Gather every line of the data below that contains the word "purple". Matching is case-sensitive.

++++++++++

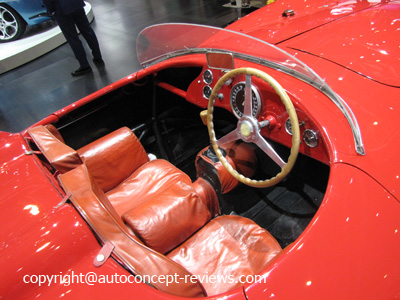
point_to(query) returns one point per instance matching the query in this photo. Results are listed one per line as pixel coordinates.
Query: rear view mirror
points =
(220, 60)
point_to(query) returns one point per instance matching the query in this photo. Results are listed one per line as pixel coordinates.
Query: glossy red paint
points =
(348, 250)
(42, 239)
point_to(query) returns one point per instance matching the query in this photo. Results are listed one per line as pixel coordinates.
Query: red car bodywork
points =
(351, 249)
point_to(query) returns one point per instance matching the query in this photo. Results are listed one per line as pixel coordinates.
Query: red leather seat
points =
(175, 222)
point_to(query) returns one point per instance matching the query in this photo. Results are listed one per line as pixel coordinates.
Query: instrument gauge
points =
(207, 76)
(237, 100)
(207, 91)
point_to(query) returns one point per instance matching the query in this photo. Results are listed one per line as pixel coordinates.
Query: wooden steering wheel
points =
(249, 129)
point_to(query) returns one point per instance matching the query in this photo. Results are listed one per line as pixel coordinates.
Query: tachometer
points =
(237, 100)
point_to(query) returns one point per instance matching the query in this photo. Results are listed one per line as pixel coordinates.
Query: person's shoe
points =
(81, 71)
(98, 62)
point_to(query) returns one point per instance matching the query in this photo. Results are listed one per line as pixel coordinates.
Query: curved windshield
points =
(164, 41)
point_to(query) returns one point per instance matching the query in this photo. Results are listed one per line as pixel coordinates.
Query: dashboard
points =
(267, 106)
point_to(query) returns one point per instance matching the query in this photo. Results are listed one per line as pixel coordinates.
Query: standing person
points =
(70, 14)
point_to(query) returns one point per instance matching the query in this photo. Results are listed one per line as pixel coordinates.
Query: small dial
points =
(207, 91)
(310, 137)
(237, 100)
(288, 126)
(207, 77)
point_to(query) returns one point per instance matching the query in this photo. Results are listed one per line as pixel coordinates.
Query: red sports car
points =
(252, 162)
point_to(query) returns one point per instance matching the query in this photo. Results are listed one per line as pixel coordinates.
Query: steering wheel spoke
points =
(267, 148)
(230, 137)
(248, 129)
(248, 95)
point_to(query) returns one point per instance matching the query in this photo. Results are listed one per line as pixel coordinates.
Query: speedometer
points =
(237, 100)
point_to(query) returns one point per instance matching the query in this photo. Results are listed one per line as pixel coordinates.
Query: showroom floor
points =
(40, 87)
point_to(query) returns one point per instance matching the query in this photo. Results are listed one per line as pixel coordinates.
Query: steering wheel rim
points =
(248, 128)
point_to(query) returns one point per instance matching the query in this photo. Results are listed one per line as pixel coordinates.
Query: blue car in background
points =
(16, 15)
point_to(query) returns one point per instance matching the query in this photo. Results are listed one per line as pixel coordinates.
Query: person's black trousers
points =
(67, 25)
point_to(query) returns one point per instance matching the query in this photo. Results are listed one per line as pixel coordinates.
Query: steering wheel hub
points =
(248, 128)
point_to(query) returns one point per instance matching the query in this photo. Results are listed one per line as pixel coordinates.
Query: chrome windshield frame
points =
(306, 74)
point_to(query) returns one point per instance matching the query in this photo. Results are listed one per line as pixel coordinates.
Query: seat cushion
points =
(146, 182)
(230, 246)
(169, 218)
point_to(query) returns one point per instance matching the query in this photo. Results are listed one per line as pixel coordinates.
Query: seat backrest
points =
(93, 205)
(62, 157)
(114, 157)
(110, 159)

++++++++++

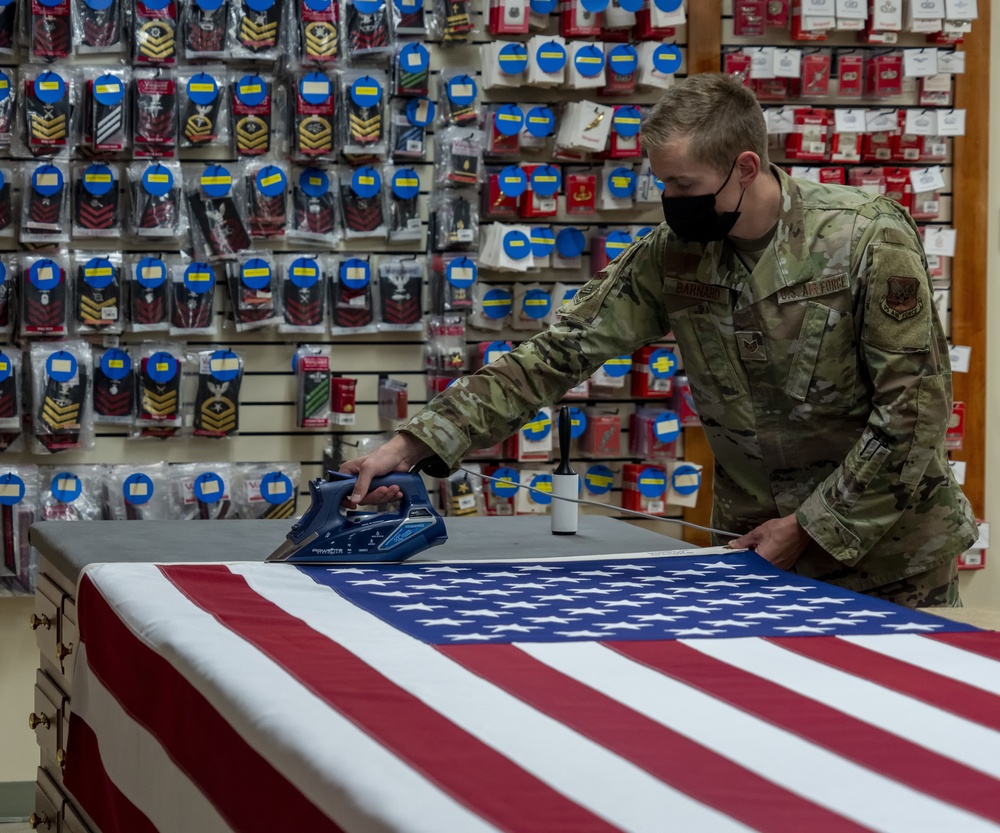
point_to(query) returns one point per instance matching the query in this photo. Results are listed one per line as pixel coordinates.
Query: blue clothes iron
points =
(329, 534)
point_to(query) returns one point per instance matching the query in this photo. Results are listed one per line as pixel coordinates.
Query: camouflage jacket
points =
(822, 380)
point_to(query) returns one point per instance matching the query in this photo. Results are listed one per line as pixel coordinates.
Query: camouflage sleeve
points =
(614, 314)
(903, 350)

++++++++++

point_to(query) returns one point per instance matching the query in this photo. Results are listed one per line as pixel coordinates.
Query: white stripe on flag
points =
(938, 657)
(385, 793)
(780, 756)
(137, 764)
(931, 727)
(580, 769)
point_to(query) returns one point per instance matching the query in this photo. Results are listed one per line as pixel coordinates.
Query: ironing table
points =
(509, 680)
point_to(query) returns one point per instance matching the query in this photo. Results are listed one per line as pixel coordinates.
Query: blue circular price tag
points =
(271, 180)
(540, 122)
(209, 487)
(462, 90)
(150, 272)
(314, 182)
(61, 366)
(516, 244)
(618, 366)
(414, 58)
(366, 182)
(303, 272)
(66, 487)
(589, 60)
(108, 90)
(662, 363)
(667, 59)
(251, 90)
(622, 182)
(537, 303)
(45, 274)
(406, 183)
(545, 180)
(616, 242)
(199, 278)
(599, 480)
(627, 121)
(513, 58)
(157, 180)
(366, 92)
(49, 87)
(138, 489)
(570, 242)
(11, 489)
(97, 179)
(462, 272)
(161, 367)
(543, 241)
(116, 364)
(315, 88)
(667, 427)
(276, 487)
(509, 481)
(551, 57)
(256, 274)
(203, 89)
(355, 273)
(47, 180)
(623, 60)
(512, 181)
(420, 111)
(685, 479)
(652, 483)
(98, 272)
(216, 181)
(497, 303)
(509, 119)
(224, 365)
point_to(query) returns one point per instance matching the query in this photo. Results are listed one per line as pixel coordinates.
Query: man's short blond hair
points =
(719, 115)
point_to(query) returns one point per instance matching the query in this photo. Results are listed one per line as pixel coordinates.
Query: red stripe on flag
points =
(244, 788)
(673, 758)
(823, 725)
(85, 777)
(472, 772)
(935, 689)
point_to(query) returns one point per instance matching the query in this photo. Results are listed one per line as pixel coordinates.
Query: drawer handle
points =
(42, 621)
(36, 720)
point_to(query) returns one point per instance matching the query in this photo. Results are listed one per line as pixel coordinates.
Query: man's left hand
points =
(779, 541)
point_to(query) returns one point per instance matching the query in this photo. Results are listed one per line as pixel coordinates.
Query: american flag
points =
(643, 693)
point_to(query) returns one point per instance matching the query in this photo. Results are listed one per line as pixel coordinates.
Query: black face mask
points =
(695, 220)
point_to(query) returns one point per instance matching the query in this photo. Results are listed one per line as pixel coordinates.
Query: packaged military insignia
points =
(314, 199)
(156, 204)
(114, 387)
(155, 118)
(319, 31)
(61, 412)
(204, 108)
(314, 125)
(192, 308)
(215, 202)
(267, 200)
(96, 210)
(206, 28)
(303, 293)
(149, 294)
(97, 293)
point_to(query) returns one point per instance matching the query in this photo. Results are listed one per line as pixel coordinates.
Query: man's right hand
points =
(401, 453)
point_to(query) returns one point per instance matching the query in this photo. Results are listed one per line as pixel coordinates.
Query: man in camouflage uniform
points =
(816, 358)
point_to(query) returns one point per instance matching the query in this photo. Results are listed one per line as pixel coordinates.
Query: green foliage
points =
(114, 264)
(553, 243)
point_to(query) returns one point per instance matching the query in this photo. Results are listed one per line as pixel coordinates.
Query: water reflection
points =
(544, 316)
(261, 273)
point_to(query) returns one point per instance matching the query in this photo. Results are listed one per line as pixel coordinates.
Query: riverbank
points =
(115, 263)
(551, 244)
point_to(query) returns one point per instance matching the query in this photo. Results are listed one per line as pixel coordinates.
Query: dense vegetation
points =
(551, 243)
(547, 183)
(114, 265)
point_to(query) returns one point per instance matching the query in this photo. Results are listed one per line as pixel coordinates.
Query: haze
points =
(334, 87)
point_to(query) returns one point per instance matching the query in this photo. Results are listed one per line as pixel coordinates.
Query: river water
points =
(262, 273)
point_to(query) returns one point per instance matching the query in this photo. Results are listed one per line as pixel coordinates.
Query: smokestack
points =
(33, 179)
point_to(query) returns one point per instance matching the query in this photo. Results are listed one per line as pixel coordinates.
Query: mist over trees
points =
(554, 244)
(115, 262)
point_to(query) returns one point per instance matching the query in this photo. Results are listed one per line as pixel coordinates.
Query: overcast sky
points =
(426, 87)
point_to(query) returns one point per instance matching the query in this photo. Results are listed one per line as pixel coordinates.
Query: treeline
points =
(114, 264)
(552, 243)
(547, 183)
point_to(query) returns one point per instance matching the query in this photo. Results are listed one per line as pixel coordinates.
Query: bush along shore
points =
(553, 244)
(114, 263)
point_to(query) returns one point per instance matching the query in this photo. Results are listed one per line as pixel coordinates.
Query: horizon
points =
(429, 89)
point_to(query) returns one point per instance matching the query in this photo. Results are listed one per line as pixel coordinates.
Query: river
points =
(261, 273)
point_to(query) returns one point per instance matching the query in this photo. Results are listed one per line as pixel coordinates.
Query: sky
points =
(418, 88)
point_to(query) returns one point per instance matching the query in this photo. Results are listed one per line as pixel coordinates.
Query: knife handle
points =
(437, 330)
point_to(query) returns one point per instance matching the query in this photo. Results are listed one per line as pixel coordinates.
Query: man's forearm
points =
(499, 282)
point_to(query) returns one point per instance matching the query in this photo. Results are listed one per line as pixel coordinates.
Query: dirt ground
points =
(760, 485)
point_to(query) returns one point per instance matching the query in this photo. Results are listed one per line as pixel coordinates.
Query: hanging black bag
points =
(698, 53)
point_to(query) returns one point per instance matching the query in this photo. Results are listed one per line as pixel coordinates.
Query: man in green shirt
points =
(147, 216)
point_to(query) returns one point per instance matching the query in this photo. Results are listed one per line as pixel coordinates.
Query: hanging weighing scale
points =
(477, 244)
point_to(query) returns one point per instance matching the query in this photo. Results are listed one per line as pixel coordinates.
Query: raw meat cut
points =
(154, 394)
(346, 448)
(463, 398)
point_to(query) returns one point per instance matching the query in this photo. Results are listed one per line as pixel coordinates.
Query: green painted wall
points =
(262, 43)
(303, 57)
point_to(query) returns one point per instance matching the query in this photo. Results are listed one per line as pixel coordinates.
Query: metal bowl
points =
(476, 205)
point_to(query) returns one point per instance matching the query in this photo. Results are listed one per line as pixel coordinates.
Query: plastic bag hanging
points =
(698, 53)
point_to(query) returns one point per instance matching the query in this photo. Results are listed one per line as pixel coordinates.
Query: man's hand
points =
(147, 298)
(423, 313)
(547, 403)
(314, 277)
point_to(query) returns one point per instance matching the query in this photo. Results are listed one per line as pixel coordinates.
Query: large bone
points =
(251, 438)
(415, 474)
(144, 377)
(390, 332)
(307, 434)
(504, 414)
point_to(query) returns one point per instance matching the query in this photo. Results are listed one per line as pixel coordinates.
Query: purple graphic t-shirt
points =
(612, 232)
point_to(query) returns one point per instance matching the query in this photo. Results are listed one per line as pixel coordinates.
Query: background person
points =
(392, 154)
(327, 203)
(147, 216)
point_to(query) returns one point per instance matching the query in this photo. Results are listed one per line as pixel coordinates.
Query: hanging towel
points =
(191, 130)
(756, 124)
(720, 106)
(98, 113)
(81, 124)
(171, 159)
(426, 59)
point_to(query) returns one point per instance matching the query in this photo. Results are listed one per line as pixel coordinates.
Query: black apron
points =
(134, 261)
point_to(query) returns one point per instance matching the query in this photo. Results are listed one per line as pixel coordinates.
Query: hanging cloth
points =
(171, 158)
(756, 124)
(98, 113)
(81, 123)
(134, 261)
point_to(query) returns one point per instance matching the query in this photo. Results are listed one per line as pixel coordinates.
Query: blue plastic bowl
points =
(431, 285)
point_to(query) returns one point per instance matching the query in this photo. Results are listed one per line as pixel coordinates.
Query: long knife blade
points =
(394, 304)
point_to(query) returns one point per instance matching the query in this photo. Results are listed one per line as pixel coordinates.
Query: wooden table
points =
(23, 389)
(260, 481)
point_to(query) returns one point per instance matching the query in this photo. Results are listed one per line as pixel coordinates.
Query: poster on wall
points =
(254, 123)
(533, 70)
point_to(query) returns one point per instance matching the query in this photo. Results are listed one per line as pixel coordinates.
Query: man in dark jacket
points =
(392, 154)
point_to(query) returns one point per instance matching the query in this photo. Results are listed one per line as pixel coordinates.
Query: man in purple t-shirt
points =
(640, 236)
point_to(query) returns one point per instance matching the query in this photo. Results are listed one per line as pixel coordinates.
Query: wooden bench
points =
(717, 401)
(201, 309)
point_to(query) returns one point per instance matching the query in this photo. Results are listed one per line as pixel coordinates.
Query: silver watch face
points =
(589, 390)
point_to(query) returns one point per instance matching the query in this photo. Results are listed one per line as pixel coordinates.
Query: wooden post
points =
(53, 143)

++++++++++

#### Answer in full
Query: purple graphic t-shirt
Query: man in purple t-shirt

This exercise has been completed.